## START Data shown
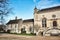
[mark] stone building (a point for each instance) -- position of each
(28, 25)
(20, 26)
(47, 21)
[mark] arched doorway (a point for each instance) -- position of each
(54, 23)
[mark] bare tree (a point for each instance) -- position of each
(4, 11)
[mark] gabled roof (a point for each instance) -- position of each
(14, 21)
(28, 20)
(51, 8)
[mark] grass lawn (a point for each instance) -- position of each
(24, 34)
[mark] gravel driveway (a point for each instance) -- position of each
(19, 37)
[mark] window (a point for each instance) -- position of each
(54, 23)
(30, 29)
(44, 22)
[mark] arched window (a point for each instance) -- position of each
(44, 22)
(54, 23)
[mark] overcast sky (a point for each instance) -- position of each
(25, 8)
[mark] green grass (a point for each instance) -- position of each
(24, 34)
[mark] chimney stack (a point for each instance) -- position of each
(16, 18)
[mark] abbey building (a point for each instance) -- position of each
(46, 22)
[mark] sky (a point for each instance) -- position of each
(25, 8)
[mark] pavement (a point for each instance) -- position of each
(5, 36)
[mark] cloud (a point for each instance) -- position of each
(47, 3)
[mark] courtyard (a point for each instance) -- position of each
(5, 36)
## END Data shown
Instruction:
Could you swap "gravel driveway" for "paved driveway" across all the records above and reproduce them with everything else unchanged, leaving out the pictures?

Task response:
[mark] stone building (a point for each instance) -- position of each
(28, 25)
(20, 26)
(47, 21)
[mark] arched doorway (a point for each instance) -- position of each
(54, 23)
[mark] bare tree (a point for each instance) -- position of each
(4, 11)
[mark] gabled roof (a point for each instance) -- position of each
(14, 21)
(28, 20)
(51, 8)
[mark] grass lawn (a point for each instance) -- position of each
(24, 34)
[mark] paved driveway (a point for each instance) -- position of each
(19, 37)
[mark] window (a point for each instance) -- position of each
(54, 23)
(30, 29)
(44, 22)
[mark] arched window (a point for each instance) -- position of each
(44, 22)
(54, 23)
[mark] overcast sky (a point for each instance) -- position of each
(25, 8)
[mark] green grass (a point for each instance) -- position of each
(24, 34)
[mark] chimney stack (a point for each instance) -- position of each
(16, 18)
[mark] abbey building (a point for each instance) -- position of each
(46, 22)
[mark] sky (a point for each instance) -- position of each
(25, 8)
[mark] pavement (a point for each instance) -- position of each
(5, 36)
[mark] cloud (a point for each instance) -- position of each
(47, 3)
[mark] courtyard (a point for each instance) -- position of each
(5, 36)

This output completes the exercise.